--- Selected extract Enclosed Below ---
- Genre: News magazine
- Presented by: · Jonathan Mann (weekdays) · Colleen McEdwards (weekdays) · Rosemary Church (weekends) · Isa Soares & Cyril Vanier(Revived edition)
- Country of origin: United States
- Original language: English

Production
- Production locations: Atlanta, Georgia
- Running time: · 60 minutes (weekdays) · 30 minutes (weekends) · 45 minutes (revived version)

Original release
- Network: CNN International

= Your World Today =

International news-magazine television series

Your World Today is a former daily international news-magazine television series that aired on CNN International, a sister cable-news channel to CNN. The show served as a morning breakfast show for viewers in the Asia-Pacific region.
--- End of Enclosed Selected extract ---
- **About this exercise**
Turn the paragraph of the Your World Today page that begins "Your World Today is a former daily" into a short bulleted list of its main facts.
--- Records provided Enclosed Below ---
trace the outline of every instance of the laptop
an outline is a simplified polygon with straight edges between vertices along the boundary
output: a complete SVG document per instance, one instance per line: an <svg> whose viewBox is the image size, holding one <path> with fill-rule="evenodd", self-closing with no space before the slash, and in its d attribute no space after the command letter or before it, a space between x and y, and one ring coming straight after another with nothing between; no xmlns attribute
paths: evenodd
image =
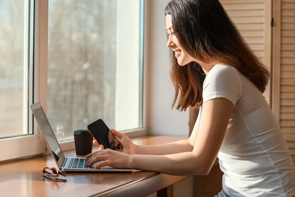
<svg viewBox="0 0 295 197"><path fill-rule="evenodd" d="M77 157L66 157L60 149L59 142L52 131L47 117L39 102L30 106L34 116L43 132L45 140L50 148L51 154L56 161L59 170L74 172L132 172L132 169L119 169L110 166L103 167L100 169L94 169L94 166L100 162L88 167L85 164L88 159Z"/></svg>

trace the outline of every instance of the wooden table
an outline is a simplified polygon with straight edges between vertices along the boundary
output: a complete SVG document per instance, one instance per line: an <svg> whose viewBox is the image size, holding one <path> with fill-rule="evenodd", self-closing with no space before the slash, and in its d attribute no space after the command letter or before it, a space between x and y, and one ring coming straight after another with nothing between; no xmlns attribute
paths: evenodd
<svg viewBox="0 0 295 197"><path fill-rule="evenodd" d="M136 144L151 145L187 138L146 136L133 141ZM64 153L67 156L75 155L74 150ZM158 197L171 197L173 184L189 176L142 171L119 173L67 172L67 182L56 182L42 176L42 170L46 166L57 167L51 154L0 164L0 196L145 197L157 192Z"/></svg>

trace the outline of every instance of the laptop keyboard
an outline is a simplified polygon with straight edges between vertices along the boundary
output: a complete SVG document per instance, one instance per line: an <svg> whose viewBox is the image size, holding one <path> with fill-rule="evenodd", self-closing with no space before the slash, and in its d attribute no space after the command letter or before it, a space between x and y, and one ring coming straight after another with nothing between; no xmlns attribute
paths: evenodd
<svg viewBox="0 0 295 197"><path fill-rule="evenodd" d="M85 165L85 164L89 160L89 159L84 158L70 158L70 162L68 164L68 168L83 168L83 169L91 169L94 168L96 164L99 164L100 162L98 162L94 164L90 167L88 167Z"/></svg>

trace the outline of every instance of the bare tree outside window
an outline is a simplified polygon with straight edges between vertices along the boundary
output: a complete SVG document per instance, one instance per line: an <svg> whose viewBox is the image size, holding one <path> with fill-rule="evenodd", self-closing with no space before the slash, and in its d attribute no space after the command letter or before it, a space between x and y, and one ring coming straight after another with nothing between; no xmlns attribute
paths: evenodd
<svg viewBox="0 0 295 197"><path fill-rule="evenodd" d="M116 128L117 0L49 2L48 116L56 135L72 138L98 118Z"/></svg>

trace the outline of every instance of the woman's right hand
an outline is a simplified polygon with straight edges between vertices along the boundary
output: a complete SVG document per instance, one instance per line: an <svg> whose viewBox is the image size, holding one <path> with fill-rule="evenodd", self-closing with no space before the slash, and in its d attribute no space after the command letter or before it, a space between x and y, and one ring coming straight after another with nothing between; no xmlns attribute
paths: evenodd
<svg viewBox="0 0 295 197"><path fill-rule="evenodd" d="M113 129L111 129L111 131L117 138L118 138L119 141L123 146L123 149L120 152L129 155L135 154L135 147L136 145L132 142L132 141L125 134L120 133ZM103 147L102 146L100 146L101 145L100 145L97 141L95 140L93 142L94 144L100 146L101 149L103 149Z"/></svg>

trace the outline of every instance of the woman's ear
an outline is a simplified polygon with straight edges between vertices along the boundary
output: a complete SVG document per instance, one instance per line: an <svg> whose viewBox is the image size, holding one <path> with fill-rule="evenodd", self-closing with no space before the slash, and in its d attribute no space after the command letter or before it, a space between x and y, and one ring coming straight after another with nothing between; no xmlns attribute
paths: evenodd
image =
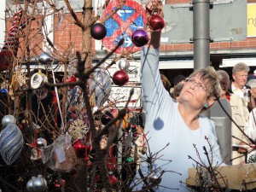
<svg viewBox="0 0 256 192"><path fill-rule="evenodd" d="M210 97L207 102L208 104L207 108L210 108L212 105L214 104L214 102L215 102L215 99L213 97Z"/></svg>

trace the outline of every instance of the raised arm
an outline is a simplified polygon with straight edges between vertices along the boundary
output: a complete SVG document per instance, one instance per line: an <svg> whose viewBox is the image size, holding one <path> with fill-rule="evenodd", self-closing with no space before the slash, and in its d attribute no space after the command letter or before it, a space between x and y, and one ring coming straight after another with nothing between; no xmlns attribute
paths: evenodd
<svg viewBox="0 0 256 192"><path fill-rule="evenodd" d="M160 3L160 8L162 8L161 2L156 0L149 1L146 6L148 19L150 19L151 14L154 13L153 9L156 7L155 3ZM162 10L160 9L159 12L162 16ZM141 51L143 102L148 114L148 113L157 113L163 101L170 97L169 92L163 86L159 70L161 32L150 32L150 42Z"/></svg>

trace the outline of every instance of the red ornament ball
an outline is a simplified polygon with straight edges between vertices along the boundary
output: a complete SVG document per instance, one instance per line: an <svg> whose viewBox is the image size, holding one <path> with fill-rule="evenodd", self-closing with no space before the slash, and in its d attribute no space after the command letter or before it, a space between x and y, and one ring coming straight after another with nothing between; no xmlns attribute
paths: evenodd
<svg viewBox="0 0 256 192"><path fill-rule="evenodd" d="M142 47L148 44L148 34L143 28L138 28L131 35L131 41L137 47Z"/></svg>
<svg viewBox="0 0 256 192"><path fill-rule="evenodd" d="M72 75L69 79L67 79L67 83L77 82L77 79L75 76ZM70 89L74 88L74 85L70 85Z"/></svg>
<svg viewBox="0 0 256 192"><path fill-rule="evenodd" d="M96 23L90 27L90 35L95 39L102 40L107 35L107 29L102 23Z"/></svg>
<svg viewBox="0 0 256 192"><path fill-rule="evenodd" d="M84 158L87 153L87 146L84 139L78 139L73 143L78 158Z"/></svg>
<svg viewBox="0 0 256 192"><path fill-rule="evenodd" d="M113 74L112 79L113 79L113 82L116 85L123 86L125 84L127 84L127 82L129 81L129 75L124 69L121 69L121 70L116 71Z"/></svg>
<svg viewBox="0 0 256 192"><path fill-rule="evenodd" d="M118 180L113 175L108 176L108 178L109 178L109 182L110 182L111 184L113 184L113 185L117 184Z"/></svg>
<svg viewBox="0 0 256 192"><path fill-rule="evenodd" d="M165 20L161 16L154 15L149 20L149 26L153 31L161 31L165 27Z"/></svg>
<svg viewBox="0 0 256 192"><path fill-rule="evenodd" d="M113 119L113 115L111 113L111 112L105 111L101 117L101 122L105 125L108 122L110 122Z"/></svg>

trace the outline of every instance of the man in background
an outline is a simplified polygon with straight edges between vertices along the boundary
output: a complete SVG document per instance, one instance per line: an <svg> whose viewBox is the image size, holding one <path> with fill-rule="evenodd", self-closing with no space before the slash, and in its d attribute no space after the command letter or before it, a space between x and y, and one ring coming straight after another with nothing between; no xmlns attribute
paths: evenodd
--- End of Enclosed Records provided ---
--- Records provided Enclosed Below ---
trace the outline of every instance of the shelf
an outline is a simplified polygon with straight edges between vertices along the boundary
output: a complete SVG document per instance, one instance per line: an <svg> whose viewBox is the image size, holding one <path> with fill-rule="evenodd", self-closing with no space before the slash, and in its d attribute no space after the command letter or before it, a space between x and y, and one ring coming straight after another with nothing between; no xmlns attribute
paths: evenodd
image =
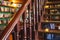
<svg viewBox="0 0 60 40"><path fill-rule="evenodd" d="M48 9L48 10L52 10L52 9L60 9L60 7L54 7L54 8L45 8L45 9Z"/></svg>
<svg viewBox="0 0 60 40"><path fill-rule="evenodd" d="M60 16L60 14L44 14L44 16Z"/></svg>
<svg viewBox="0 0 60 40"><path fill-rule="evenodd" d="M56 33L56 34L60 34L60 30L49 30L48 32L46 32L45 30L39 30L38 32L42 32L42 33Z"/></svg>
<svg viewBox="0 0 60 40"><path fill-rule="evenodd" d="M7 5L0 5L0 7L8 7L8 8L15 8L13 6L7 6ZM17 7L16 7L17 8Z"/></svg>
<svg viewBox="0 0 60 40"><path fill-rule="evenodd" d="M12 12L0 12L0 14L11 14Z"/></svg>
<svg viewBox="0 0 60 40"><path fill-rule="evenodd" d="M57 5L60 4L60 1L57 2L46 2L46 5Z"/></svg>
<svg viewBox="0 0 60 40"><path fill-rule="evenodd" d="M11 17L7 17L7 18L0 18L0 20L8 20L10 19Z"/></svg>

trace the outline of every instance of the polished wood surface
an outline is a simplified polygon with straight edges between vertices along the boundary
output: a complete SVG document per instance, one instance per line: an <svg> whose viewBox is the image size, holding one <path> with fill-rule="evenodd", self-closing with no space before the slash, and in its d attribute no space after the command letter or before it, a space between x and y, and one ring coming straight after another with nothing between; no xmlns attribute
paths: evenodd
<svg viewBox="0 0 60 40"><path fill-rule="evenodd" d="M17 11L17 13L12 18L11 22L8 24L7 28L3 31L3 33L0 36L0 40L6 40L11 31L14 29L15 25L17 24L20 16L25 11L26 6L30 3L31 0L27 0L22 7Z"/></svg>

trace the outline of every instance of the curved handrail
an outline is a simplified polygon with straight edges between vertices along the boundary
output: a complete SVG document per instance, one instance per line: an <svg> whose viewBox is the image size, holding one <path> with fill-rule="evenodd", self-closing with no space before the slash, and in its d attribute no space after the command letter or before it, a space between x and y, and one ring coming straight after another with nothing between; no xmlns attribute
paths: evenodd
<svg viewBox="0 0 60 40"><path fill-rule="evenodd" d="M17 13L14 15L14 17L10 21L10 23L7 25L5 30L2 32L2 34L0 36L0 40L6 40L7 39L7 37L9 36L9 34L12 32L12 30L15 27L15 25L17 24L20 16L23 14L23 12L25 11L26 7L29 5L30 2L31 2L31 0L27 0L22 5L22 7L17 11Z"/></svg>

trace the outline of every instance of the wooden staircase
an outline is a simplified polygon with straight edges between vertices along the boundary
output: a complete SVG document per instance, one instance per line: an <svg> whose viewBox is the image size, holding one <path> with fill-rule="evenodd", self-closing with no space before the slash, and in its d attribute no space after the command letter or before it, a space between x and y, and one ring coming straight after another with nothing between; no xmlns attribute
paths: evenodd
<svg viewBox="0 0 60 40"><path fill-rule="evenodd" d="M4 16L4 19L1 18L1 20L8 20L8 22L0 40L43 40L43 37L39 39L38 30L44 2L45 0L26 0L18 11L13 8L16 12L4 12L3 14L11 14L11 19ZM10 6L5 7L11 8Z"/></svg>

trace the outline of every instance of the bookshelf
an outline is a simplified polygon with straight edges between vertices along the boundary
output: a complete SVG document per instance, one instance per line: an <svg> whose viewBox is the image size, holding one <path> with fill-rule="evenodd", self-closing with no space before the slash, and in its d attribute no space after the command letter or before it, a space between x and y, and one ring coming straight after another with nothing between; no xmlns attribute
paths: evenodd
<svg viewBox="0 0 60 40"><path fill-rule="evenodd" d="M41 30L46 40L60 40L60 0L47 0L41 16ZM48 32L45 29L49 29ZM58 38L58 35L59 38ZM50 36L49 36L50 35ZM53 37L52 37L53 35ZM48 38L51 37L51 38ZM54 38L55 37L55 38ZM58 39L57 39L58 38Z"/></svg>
--- End of Enclosed Records provided ---
--- Records provided Enclosed Below ---
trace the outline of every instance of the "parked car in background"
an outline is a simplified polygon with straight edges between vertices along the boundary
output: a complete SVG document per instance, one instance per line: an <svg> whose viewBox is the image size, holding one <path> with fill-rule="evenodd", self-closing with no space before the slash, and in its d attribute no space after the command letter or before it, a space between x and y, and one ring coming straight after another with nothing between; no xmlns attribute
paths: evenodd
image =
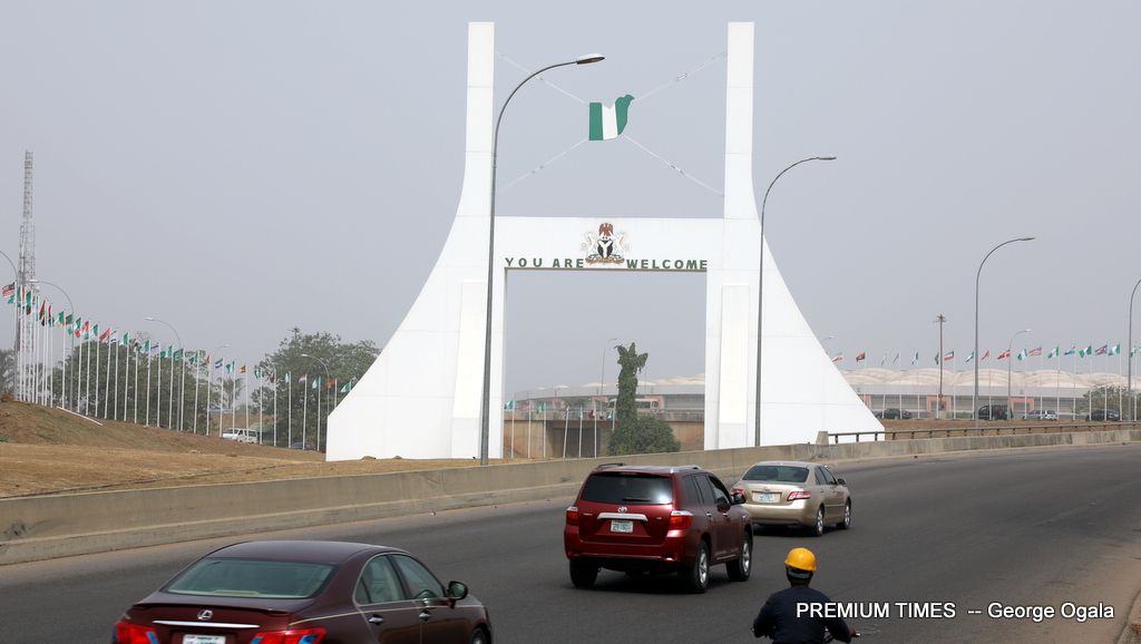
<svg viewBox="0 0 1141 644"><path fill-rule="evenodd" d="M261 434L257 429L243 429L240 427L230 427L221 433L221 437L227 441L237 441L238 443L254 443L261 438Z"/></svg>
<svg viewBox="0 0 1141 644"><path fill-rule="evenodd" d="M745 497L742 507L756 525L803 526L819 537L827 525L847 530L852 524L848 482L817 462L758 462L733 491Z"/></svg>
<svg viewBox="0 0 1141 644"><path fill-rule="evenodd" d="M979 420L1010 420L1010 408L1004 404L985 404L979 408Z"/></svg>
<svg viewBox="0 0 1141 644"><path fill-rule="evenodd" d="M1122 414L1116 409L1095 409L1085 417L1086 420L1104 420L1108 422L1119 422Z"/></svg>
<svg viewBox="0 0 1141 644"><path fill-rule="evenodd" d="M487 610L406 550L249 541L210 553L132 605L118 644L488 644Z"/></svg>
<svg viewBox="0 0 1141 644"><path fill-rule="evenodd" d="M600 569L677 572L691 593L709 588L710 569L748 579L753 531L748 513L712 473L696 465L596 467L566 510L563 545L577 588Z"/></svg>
--- End of Enclosed Records provided ---
- **Problem solution**
- A former daily international news-magazine television series
- Aired on CNN International, a sister cable-news channel to CNN
- Served as a morning breakfast show for viewers in the Asia-Pacific region